- _Task requirements_
Filter the entries, keeping every line with the word "bale".

*** Given records ***

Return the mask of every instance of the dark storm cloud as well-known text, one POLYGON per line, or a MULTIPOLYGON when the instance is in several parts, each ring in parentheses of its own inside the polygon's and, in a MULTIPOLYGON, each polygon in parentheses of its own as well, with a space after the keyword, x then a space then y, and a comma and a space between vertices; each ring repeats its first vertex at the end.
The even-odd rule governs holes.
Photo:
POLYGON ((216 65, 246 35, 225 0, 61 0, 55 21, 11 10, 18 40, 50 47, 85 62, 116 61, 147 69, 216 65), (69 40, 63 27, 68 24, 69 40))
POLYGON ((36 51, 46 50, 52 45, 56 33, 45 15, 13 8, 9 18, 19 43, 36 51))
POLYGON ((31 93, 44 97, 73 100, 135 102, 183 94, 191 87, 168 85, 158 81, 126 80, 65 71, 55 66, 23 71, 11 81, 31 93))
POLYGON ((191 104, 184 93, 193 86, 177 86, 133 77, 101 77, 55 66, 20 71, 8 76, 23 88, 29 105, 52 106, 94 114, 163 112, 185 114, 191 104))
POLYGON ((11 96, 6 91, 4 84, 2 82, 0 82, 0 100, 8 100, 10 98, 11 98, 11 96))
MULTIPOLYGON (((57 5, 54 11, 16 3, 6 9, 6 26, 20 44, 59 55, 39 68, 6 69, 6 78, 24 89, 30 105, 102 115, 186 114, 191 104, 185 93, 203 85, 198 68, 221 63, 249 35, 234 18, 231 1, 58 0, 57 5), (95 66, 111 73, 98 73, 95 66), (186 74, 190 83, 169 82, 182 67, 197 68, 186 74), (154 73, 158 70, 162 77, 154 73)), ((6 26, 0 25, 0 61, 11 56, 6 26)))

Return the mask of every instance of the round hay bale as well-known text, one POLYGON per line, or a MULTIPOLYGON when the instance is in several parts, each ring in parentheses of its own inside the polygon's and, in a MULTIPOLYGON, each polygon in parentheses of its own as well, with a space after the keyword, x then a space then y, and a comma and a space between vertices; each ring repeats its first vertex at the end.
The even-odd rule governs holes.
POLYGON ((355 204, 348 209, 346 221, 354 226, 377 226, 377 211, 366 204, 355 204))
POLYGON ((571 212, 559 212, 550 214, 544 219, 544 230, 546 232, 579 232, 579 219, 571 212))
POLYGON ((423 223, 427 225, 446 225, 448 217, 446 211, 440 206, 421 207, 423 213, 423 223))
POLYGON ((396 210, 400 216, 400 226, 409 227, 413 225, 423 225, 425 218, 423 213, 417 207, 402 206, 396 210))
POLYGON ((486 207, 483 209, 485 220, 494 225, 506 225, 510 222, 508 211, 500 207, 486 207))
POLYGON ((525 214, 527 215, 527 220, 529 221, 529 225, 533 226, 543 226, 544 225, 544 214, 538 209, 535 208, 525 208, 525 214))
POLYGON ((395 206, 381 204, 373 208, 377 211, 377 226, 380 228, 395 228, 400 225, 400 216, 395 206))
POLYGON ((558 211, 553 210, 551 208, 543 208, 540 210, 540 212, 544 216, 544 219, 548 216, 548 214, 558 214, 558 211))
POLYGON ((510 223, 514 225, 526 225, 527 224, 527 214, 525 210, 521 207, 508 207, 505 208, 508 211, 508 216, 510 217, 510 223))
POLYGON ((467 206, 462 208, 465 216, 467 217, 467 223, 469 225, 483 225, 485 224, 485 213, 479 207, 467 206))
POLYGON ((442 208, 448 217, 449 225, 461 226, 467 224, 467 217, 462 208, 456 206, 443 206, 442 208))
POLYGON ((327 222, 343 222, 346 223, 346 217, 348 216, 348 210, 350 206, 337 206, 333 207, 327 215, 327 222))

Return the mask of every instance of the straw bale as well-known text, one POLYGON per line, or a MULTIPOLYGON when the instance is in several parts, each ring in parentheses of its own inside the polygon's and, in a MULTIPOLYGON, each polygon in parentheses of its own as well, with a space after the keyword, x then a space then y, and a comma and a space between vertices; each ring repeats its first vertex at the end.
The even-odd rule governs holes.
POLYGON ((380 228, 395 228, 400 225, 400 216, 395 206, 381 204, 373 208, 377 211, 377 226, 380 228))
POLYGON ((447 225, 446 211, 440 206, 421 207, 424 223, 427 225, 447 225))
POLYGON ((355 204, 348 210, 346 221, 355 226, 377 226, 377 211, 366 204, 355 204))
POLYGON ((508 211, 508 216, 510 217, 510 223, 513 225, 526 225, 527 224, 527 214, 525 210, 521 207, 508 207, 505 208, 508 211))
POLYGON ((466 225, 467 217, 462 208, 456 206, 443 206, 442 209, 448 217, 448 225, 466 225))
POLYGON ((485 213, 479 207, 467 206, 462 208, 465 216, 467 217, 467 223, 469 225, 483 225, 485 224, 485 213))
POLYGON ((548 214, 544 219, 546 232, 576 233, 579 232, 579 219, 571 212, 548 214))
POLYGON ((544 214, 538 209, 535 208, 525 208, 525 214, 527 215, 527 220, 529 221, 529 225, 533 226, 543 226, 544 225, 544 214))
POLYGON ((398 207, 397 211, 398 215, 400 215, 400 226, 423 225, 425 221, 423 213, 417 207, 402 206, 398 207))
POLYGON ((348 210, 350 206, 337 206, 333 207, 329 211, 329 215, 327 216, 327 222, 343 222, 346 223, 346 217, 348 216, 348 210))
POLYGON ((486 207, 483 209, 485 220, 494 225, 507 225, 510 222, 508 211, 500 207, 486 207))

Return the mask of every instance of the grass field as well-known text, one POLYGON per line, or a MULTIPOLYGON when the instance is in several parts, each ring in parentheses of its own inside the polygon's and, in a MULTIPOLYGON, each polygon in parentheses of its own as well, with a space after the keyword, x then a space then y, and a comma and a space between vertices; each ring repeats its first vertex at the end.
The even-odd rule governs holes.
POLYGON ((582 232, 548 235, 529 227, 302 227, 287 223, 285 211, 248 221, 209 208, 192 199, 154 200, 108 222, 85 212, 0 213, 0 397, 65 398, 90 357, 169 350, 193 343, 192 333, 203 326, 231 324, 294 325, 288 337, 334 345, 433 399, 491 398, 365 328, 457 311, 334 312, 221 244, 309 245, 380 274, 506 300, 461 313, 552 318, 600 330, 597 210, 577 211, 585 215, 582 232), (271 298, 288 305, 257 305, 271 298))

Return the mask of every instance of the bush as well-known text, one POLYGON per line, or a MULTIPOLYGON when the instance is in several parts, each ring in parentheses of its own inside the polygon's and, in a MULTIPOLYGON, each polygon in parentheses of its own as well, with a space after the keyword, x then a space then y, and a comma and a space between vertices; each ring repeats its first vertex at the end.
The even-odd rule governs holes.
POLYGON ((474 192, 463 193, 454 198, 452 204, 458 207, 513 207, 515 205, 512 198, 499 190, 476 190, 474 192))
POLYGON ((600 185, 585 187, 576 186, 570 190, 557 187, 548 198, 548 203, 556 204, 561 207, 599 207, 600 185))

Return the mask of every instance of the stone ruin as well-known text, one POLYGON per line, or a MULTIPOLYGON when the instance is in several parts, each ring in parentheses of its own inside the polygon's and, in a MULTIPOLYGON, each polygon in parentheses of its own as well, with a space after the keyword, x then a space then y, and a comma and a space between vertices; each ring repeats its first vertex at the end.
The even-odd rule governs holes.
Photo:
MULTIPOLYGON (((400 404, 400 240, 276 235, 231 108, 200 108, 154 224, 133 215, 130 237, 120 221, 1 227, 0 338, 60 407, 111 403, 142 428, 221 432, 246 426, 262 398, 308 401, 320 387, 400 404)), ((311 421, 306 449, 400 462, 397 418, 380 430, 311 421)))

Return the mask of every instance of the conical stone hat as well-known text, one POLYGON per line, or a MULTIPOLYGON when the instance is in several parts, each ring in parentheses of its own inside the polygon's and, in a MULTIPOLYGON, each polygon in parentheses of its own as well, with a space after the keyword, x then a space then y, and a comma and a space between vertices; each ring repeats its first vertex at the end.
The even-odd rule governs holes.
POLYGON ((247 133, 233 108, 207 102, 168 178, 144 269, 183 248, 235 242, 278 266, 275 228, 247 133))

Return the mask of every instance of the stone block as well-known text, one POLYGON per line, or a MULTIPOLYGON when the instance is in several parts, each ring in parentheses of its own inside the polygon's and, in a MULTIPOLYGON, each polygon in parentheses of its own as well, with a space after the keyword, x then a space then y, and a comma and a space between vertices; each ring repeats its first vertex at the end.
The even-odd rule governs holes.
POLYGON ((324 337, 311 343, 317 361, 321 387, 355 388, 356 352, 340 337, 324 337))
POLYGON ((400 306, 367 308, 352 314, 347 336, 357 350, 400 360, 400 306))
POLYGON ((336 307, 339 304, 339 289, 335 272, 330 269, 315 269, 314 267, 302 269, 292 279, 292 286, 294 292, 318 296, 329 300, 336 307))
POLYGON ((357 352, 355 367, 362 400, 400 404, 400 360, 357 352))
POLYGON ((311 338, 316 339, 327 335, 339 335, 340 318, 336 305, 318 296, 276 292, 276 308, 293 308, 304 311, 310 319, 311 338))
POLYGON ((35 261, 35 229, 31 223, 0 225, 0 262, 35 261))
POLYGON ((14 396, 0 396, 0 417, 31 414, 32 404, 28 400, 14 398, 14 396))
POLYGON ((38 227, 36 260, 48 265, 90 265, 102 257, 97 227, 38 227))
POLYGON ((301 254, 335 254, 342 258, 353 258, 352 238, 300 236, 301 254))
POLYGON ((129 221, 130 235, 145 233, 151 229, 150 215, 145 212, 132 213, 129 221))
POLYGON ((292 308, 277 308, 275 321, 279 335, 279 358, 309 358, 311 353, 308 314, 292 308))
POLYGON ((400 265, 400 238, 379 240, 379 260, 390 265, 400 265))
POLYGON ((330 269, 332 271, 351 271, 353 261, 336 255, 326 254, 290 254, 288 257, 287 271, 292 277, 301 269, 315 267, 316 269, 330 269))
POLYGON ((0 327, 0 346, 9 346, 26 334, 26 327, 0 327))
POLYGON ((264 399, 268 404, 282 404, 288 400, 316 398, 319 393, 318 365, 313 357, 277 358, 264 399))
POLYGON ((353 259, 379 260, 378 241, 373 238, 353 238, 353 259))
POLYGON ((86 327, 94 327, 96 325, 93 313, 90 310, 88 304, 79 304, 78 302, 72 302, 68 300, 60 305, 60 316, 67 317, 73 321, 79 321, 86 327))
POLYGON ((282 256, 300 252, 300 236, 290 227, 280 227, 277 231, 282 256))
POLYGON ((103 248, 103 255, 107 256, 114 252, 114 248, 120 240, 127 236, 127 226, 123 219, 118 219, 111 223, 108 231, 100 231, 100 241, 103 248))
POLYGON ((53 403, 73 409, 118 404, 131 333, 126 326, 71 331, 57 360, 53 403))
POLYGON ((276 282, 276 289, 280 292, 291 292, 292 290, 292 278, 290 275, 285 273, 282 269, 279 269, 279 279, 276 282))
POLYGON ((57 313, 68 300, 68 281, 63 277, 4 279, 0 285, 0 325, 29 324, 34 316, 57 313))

***

- _Reply to the exercise_
Return the mask of every instance of the round hay bale as well-known text, one POLYGON per line, or a MULTIPOLYGON when the instance is in several parts, each ring in parentheses of its own inside the polygon's and, in a MULTIPOLYGON, each polygon in parentheses of its own as well, with a space after the keyword, x then a space then y, and a comma and a space between vertices; each ring repeats its first vertex at the end.
Return the mask of every instance of the straw bale as well-known text, one POLYGON per line, or a MULTIPOLYGON when the instance is in several parts, each ring in parentheses of its own inside the polygon's and, in a MULTIPOLYGON, each polygon in parentheses of its own as well, with a space after the keyword, x then a space then y, and a comma and a space between vertices; each ring repeats its first vertex at the end.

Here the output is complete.